#### Problem description
Lines from the one containing "of the distant" through the last line of the data are to be repeated word for word, both ends included.

#### Records shown
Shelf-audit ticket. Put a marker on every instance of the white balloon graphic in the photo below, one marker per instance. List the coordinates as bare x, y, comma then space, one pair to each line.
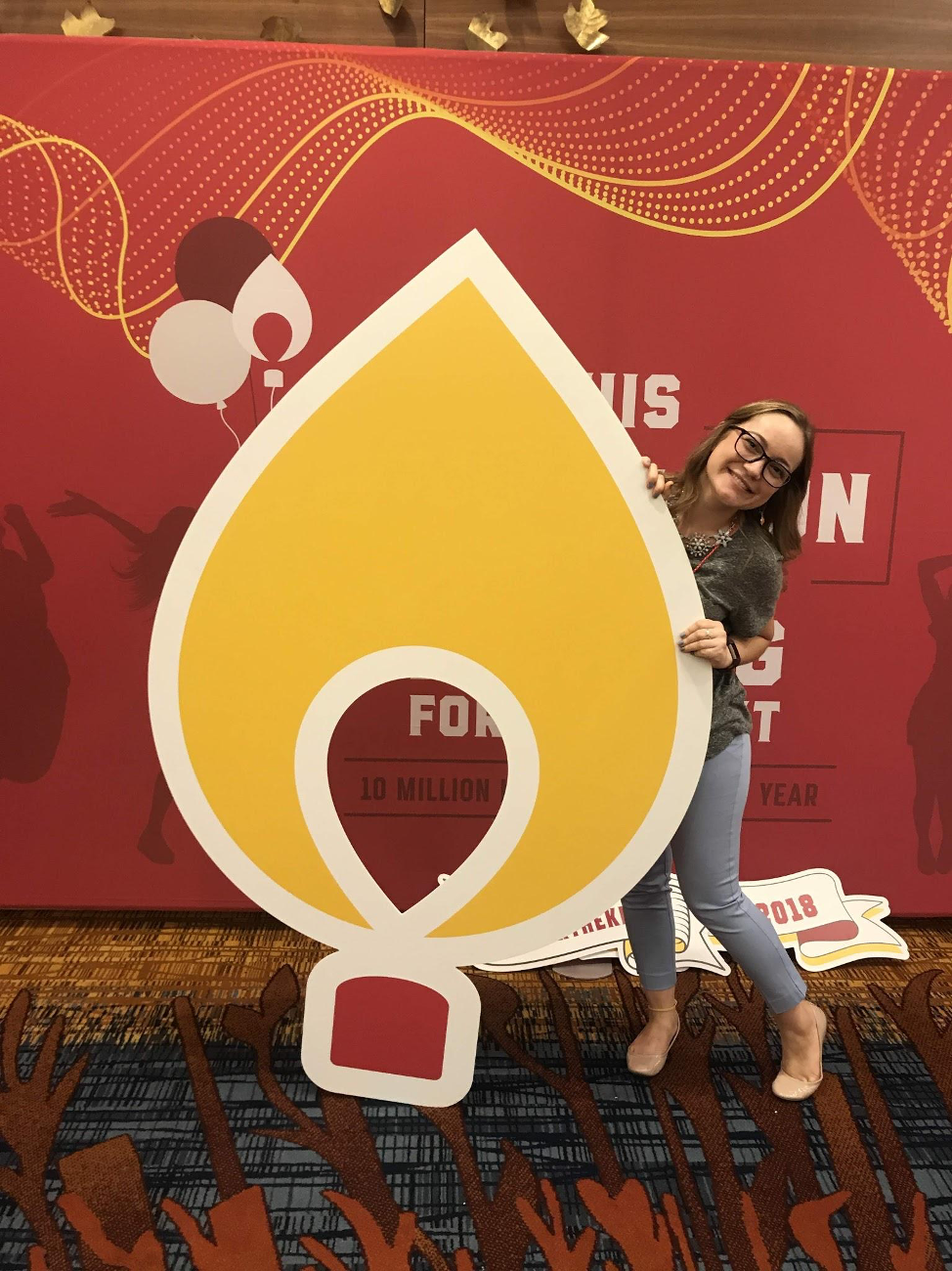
195, 354
270, 288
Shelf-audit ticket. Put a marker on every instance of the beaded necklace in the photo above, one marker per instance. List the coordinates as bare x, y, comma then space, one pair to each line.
702, 547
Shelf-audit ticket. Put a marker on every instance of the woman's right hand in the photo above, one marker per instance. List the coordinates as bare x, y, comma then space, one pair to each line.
74, 504
659, 484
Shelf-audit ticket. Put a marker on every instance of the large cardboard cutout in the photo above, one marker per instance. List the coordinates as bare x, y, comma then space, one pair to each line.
461, 506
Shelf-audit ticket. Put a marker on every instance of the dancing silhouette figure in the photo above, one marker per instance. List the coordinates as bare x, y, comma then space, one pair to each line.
928, 729
151, 555
33, 675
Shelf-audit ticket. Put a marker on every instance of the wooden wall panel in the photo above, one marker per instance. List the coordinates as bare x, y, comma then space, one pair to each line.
332, 22
915, 33
853, 32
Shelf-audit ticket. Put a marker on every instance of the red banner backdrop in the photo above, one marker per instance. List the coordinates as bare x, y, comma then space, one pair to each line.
701, 236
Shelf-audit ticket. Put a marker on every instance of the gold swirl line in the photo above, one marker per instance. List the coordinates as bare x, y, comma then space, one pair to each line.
651, 183
692, 232
41, 144
286, 65
342, 173
403, 85
899, 236
432, 110
309, 136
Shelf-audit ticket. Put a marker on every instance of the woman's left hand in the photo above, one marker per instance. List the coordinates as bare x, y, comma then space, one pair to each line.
707, 639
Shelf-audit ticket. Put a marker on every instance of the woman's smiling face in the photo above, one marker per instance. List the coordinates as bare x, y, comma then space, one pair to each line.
739, 482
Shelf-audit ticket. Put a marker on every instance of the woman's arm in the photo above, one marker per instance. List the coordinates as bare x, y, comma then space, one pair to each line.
77, 504
37, 557
930, 585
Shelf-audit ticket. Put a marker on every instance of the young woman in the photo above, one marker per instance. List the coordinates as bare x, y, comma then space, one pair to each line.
736, 504
151, 555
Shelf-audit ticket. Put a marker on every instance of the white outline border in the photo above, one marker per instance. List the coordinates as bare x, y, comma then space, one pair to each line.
414, 662
472, 259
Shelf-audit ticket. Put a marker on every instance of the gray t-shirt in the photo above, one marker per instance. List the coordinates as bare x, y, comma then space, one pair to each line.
739, 586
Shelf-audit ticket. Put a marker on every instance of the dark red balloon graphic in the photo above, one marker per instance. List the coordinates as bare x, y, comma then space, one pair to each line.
216, 258
417, 778
272, 334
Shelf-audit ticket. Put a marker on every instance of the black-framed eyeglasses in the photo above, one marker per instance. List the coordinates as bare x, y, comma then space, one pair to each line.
752, 452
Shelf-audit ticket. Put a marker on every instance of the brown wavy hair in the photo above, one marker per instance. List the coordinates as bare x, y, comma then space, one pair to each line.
782, 509
151, 558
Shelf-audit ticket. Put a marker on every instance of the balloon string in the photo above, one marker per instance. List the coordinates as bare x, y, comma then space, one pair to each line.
221, 412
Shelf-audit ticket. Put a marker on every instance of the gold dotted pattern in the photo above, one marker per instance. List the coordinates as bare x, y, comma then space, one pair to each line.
902, 176
701, 149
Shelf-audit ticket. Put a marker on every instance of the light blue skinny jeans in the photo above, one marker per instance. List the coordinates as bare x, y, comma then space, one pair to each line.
706, 853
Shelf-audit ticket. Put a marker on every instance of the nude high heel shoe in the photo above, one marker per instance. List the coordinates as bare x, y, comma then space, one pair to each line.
650, 1066
795, 1088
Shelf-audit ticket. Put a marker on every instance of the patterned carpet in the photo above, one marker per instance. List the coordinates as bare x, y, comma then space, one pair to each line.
167, 1122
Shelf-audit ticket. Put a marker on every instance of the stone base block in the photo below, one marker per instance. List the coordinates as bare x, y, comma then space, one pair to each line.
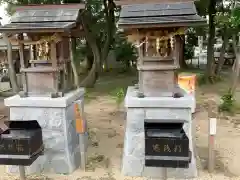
56, 118
155, 108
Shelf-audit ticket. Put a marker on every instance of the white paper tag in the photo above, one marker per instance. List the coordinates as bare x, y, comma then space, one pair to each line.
213, 126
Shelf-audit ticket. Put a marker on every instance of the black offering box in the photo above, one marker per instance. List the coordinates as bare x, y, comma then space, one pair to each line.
166, 145
20, 142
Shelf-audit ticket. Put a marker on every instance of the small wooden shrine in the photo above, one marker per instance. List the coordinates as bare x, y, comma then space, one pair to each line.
51, 30
156, 30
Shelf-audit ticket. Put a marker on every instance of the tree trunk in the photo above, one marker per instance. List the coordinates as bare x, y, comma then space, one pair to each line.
182, 61
73, 64
110, 23
210, 51
222, 54
236, 66
92, 76
11, 69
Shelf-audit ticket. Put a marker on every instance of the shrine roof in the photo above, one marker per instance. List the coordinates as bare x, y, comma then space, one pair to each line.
159, 15
34, 18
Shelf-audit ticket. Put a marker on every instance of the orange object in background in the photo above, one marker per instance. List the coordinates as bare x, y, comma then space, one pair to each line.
187, 82
79, 121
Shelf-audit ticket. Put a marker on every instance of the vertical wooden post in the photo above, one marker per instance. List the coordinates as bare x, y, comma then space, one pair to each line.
72, 49
211, 138
64, 63
140, 59
164, 172
177, 48
22, 173
22, 64
211, 144
53, 50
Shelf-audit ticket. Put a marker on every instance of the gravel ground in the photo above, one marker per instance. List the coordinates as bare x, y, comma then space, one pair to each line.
106, 124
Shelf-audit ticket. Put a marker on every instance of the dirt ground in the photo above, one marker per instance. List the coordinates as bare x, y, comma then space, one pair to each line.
106, 128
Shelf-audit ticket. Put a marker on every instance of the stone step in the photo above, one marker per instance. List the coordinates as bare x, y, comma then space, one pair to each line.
154, 67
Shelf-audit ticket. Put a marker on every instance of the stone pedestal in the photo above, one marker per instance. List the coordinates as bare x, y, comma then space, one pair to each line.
56, 117
159, 108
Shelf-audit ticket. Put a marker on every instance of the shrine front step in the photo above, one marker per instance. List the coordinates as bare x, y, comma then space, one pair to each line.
154, 109
60, 139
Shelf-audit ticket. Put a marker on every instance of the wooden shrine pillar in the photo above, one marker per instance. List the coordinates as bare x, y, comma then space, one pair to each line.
53, 55
22, 65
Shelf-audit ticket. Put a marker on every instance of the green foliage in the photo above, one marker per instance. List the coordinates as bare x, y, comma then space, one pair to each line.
227, 103
118, 95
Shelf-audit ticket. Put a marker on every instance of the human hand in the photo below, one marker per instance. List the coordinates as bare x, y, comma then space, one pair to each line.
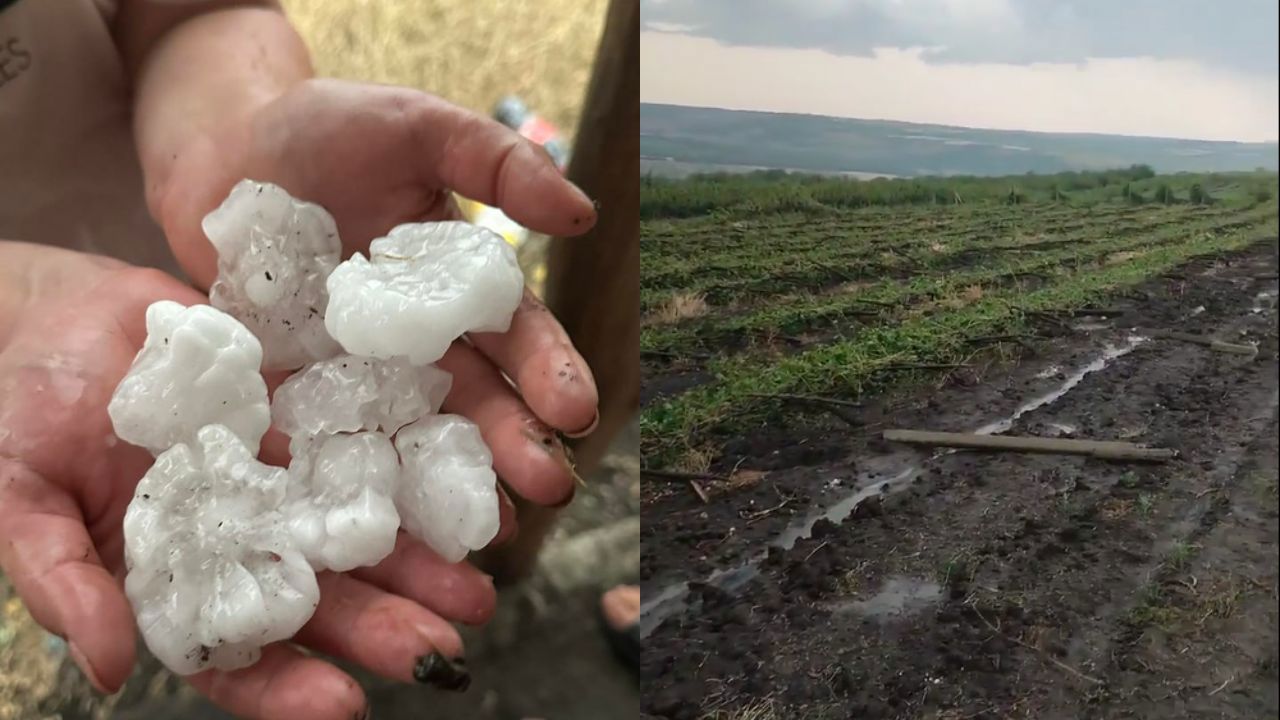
376, 156
69, 332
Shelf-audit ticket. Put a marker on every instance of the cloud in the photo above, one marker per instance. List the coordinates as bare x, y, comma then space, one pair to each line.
1127, 96
1238, 35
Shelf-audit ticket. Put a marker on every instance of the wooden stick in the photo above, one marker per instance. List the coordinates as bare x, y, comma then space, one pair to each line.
675, 355
1107, 450
1097, 311
593, 281
677, 475
814, 399
698, 490
1230, 347
901, 368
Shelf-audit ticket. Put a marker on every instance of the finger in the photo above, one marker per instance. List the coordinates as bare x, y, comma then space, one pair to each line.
456, 591
284, 684
507, 524
488, 162
526, 454
50, 559
389, 634
552, 377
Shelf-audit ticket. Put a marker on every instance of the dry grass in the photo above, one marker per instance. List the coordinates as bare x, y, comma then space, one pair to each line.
469, 51
679, 306
27, 670
696, 460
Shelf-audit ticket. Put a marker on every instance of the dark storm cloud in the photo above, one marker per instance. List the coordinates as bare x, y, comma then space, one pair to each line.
1237, 35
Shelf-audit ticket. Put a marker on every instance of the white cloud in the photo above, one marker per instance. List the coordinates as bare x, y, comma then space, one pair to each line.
1127, 96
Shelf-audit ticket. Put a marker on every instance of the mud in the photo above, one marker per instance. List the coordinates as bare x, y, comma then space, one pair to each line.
959, 584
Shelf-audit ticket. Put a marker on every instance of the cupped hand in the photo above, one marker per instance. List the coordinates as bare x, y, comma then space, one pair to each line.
69, 333
378, 156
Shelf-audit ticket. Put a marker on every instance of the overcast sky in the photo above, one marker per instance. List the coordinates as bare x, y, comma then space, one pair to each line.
1178, 68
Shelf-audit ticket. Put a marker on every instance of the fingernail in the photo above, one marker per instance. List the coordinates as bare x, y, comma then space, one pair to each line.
440, 671
568, 499
543, 437
82, 662
586, 431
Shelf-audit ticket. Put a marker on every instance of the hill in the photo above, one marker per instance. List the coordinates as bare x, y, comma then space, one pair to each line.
677, 140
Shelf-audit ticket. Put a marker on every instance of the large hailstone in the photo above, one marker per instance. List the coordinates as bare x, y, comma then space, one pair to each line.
423, 286
341, 514
447, 493
213, 570
274, 254
199, 367
350, 393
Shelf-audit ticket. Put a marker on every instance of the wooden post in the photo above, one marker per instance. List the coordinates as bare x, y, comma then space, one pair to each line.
593, 282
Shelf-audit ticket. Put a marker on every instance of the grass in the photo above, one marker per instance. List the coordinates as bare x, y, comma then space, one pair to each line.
469, 51
763, 709
794, 311
851, 367
680, 306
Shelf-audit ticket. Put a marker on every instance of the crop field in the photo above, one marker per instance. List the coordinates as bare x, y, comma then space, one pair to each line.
796, 565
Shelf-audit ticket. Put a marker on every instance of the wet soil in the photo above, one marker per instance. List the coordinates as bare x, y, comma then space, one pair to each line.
860, 579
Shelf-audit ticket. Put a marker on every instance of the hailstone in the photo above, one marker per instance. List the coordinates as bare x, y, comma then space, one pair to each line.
197, 367
274, 254
350, 393
423, 286
213, 570
341, 514
447, 495
220, 548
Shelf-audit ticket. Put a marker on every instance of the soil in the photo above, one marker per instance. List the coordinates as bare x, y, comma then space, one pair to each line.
860, 579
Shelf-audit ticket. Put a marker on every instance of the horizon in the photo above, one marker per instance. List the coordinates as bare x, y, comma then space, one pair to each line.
1174, 69
1272, 141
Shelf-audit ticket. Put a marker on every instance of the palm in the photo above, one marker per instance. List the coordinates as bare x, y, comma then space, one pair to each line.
375, 158
58, 383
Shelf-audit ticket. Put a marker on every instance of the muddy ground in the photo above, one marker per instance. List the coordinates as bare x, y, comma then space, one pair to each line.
542, 656
922, 584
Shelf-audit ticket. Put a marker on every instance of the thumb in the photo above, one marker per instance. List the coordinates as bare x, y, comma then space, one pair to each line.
48, 554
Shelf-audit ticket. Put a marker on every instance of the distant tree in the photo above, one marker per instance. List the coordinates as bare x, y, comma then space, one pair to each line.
1141, 172
1197, 195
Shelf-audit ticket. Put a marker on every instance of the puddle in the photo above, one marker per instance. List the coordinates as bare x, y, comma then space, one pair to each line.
673, 600
897, 596
1091, 326
1060, 429
1264, 301
1075, 378
1048, 372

#### Correct answer
Shelf-audit ticket. Put a marker on every instance of the distant tree in the photo above, one marker per instance. List the coordinates as bare x, y, comma then space, one pair to each line.
1141, 172
1197, 195
Shelf-audit ticket. Put a marker on every instance of the puddle in the photo above, one marker per instance. List the coordinates as bare x, y, comma then space, one pair to each line.
673, 600
897, 596
1091, 326
1060, 429
1264, 301
1075, 378
1048, 372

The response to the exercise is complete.